_What to do_.
Your answer must be every line of the data that contains "leafless".

--- Data provided ---

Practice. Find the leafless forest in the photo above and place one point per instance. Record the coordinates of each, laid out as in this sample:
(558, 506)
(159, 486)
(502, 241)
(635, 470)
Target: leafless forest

---

_Task output_.
Practice. Find the leafless forest in the photo above and place one point per instance. Record the coordinates of each, laid out as in this sample:
Target: leafless forest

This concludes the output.